What you are asked to do: Reproduce every entry below verbatim, character for character, keeping all line breaks intact.

(Location identification items)
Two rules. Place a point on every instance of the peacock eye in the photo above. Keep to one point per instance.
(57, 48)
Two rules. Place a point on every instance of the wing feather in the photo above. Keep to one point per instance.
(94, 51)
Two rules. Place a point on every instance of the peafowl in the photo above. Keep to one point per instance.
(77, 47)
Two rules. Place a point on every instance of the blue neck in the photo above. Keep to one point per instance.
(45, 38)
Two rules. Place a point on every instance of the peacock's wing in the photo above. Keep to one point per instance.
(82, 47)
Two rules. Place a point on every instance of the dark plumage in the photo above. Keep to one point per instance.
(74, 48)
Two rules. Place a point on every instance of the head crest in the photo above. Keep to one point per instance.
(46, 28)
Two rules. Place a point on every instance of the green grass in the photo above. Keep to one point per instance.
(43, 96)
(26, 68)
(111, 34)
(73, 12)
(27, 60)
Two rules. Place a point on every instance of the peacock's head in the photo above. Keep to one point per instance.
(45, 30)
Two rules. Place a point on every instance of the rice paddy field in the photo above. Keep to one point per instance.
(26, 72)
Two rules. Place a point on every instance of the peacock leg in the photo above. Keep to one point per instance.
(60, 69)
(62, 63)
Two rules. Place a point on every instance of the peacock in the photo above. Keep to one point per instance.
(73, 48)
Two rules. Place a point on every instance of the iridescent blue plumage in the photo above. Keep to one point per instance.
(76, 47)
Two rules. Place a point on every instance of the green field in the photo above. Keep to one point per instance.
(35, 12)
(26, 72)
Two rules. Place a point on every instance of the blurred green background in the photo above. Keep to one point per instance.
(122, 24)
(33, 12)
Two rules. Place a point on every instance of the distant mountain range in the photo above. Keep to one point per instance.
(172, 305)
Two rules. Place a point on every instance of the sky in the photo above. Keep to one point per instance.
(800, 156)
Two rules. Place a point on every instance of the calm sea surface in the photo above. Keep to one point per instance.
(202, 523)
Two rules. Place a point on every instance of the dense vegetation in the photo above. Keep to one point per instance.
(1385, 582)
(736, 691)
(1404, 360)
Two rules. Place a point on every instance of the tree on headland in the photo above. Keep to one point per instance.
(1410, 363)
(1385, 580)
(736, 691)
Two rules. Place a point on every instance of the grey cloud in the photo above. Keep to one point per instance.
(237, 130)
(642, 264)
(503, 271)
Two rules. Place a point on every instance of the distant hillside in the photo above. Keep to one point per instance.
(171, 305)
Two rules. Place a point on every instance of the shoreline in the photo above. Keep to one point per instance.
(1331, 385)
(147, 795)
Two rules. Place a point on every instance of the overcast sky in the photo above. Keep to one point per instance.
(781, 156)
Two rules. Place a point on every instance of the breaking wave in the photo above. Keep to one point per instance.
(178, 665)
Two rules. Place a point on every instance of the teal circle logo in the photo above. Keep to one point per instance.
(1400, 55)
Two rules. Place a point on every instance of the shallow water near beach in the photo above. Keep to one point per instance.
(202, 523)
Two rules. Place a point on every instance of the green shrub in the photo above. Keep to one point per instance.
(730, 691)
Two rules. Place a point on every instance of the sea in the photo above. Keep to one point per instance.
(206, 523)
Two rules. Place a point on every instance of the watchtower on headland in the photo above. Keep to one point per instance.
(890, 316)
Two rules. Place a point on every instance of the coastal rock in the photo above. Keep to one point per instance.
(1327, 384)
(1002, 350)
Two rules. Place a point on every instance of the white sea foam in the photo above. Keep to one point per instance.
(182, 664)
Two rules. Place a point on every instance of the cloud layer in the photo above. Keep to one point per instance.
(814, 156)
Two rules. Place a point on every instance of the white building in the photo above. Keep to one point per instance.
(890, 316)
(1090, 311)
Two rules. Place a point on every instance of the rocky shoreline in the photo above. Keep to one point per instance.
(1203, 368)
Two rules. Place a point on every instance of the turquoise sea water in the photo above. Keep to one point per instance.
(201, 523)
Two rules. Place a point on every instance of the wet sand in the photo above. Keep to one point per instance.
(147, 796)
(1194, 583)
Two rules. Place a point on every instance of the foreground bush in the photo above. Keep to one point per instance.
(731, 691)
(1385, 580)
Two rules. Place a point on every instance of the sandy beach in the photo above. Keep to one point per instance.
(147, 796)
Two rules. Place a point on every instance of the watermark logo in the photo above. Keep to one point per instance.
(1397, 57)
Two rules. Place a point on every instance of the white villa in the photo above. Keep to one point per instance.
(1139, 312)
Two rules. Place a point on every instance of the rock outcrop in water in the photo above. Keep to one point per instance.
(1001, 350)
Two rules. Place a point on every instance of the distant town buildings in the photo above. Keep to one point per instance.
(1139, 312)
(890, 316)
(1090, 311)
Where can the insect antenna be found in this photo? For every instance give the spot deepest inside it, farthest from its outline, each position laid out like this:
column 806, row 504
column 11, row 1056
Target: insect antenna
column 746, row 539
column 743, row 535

Output for this exercise:
Two rules. Place a point on every instance of the peacock eye in the photo above. Keep to one point per instance.
(57, 48)
Two rules. Place a point on every instance of the wing feather in the photo above. Keep to one point per instance.
(94, 51)
Two rules. Place a point on every instance of the peafowl in the photo above. Keep to one point per instance.
(77, 47)
Two rules. Place a point on every instance of the blue neck in the photo above. Keep to one point per instance.
(45, 38)
Two rules. Place a point on every instance of the peacock's wing in the photo above. Keep to one point per instance.
(82, 47)
Two rules. Place a point on every instance of the dark plumage in the photo above. Keep to one point per instance.
(74, 48)
Two rules. Place a point on every instance of the head crest in the photo above. Keep to one point per instance.
(46, 28)
Two rules. Place a point on every instance of the green grass in the photo above. Keep to one point per instance.
(43, 96)
(26, 68)
(111, 34)
(73, 12)
(27, 60)
Two rules. Place a point on every instance of the peacock's head in the photo above. Keep to one point per instance.
(45, 30)
Two rules. Place a point on every instance of the rice paddy field in the photo above. Keep to one point per instance.
(26, 72)
Two rules. Place a point on every instance of the peacock leg in the photo above. Keep to one point per instance.
(60, 69)
(62, 63)
Two rules. Place a point on every instance of the peacock in the photo above. Keep to one point per instance.
(73, 48)
Two rules. Place a point on every instance of the iridescent blue plumage in the photo above. Keep to one point per instance.
(76, 47)
Two rules. Place a point on every instance of the green field in the photo above. Keep to one point per instance.
(35, 12)
(26, 72)
Two rules. Place a point on every instance of the blurred green background in the photo above. Keep to one point per instance.
(122, 24)
(33, 12)
Two rules. Place a point on every instance of the distant mountain range in the photo above. Keep to one point per instance.
(172, 305)
Two rules. Place a point on every instance of the sky in the photo above. Keep to one point per instance.
(800, 156)
Two rules. Place a point on every instance of the calm sea surface in the photo above. Keep to one point per instance.
(202, 523)
Two rules. Place a point on every instance of the dense vegetation in the photo above. Keep to one point per instance.
(1385, 582)
(736, 691)
(1404, 360)
Two rules. Place a point on every instance of the tree on headland in the photo above. Keep to one point per instance.
(1410, 363)
(1385, 580)
(736, 691)
Two rules. Place a point on every instance of the grey cloud in the photo above. Keep to one point per instance.
(237, 130)
(642, 264)
(503, 271)
Two rules. Place a point on every instance of the distant hillside in the photo above. Keep to one point per instance.
(171, 305)
Two rules. Place a point on every instance of the shoreline in the photo above. Keep to one point per instance.
(1331, 385)
(147, 795)
Two rules. Place a point on every instance of the overcast sky in the photo above. Keep to one point per instance.
(781, 156)
Two rules. Place a point on every instance of the breaking wave in the photo above. Keep to one point per instance.
(178, 665)
Two rules. Place a point on every instance of the teal circle logo in the photo above. Keep to one point per instance.
(1400, 55)
Two rules. Place a point on every instance of the shallow water near beach in the photo above. Keep to one point per instance.
(202, 523)
Two rules. Place a point on every instance of the green shrub in the photo above. Keep to one point per instance.
(730, 691)
Two rules. Place a point on every instance of the sea in the photo above. Keep to one point per instance.
(206, 523)
Two rules. Place a point on every instance of the watchtower on headland in the photo above. Keep to one point per instance.
(890, 316)
Two rules. Place a point on every instance of the coastal rock in the photo above. Keep to one point per instance.
(1327, 384)
(1002, 350)
Two rules. Place a point on every instance of the white sea foam in the photo above. Keep to one point per instance.
(182, 664)
Two rules. Place a point on every instance of the cloud layer in the photo above. Keep to one point per instance.
(814, 156)
Two rules. Place a point on every instance of the white building in the photo above. Keep to one point per instance.
(890, 316)
(1090, 311)
Two rules. Place a point on every instance of the rocky shoreline in the photo above. Keep to one point per instance.
(1203, 368)
Two rules. Place a point on every instance of the turquoise sea water in the photo above. Keep to one point per instance.
(201, 523)
Two rules. Place a point on every instance of the wet sand in the photo above. Keep to one point per instance.
(147, 796)
(1194, 583)
Two rules. Place a point on every instance of the foreground bush in the photo above. Keep to one point per instance.
(731, 691)
(1385, 580)
Two rules. Place a point on every instance of the sandy beach in the photo above. Keep to one point per instance.
(147, 796)
Two rules. Place a point on every instance of the watermark logo in the photo above. Keep to one point per instance.
(1397, 57)
Two rules. Place a point on every instance of the white villa in the photo above. Keep to one point per instance.
(1139, 312)
Two rules. Place a point on every instance of the rock outcrop in water in the photo above. Keep to one point per instance.
(1001, 350)
Two rules. Place a point on every instance of the distant town buildings in the photo above. Keep to one point per instance.
(1139, 312)
(890, 316)
(1090, 311)
Where can the insect antenna be found in this photo? For every instance give the spot deepest inside it, farthest from its outline, each position laid out like this:
column 806, row 504
column 11, row 1056
Target: insect antenna
column 746, row 539
column 743, row 535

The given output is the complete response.